## EXTRACT TO READ
.....

Efficient Classification of Histopathology Images
- URL: http://arxiv.org/abs/2409.13720v1
- Date: Sun, 8 Sep 2024 17:41:04 GMT
- Title: Efficient Classification of Histopathology Images
- Authors: Mohammad Iqbal Nouyed, Mary-Anne Hartley, Gianfranco Doretto, Donald A. Adjeroh,
- Abstract summary: We use images with annotated tumor regions to identify a set of tumor patches and a set of benign patches in a cancerous slide.
This creates an important problem during patch-level classification, where the majority of patches from an image labeled as 'cancerous' are actually tumor-free.

.....

Referring expression data:
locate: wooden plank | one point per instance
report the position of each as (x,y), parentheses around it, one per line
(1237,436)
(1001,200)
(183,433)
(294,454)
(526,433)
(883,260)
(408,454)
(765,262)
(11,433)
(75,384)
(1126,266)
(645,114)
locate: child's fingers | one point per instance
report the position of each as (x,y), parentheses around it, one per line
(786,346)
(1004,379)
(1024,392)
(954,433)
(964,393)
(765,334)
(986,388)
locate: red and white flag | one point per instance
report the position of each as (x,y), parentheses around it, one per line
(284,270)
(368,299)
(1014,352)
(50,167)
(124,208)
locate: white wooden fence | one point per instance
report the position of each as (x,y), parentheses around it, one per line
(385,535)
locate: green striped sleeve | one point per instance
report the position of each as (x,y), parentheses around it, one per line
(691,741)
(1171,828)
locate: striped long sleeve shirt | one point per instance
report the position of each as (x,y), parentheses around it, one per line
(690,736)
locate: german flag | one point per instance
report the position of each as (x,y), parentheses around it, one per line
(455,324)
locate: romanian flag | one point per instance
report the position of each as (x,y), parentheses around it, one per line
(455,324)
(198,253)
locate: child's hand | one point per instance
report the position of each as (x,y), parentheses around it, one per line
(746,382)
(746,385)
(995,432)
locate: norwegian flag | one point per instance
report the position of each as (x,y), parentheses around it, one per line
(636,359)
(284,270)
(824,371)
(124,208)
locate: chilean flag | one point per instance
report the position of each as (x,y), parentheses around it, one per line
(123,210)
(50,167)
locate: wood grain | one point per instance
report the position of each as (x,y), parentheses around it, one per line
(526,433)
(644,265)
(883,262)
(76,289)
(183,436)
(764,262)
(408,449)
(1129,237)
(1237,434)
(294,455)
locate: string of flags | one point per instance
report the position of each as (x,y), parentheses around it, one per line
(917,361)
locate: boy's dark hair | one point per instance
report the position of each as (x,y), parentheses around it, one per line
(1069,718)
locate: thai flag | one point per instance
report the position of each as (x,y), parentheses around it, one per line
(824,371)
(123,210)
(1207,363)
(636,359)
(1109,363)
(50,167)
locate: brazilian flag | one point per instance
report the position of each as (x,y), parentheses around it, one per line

.....

## TASK INSTRUCTIONS
1) From the histopathology summary, return the part that opens with the words containing "This creates an" and closes with "are actually tumor-free.".
2) Using the histopathology summary, decide whether each statement agrees with it: (a) the entry is dated 8 September 2024; (b) most patches from an image labeled cancerous contain tumor; (c) Donald A. Adjeroh is listed among the authors. Answer yes or no for each, quoting the deciding words.

## ANSWERS FOR EACH ITEM
1)
This creates an important problem during patch-level classification, where the majority of patches from an image labeled as 'cancerous' are actually tumor-free.

2)
(a) Yes: "Sun, 8 Sep 2024 17:41:04 GMT"
(b) No: "the majority of patches from an image labeled as 'cancerous' are actually tumor-free"
(c) Yes: "Authors: Mohammad Iqbal Nouyed, Mary-Anne Hartley, Gianfranco Doretto, Donald A. Adjeroh"